===== Records shown =====
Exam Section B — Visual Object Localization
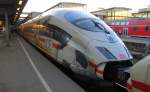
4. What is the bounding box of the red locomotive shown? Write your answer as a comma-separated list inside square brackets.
[109, 19, 150, 37]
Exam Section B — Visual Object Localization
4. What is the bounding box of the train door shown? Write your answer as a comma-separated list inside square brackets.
[123, 28, 128, 36]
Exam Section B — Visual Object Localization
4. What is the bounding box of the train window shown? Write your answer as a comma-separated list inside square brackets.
[116, 21, 120, 25]
[144, 26, 150, 31]
[120, 21, 125, 26]
[75, 50, 88, 68]
[133, 26, 139, 31]
[48, 25, 71, 47]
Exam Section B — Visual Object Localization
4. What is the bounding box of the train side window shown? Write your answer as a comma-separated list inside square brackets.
[144, 26, 150, 31]
[133, 26, 139, 31]
[75, 50, 88, 68]
[116, 21, 120, 25]
[148, 46, 150, 54]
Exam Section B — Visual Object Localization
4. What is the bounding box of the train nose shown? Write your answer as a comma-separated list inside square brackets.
[103, 60, 133, 87]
=====
• Stated problem:
Print the records above again line for line, without the picture.

• Solution for this exercise:
Exam Section B — Visual Object Localization
4. What is the bounding box of the red locomotive shown? Write your answer as a comma-separated list inside square brackets.
[109, 19, 150, 37]
Exam Section B — Visual Object Localization
4. What is the bounding box of the train door shown? Write your answer as a comma-separated list inside square brackets.
[123, 28, 128, 36]
Exam Section B — Visual Object Localization
4. What is the bounding box of the train window shown? Write your answer as a comma-separated list inside square brackets.
[116, 21, 120, 25]
[144, 26, 150, 31]
[120, 21, 125, 26]
[75, 50, 88, 68]
[133, 26, 139, 31]
[48, 25, 71, 47]
Exam Section B — Visual Object Localization
4. What is the bounding box of the train side window shown? Write your answer as a comma-separated list inside square brackets.
[144, 26, 150, 31]
[133, 26, 139, 31]
[75, 50, 88, 68]
[116, 21, 120, 25]
[148, 46, 150, 54]
Exam Section B — Visual Object Localization
4. What is the bounding box of the train nose shown? Write your answer as a comma-separated list inside square brackets.
[103, 60, 133, 87]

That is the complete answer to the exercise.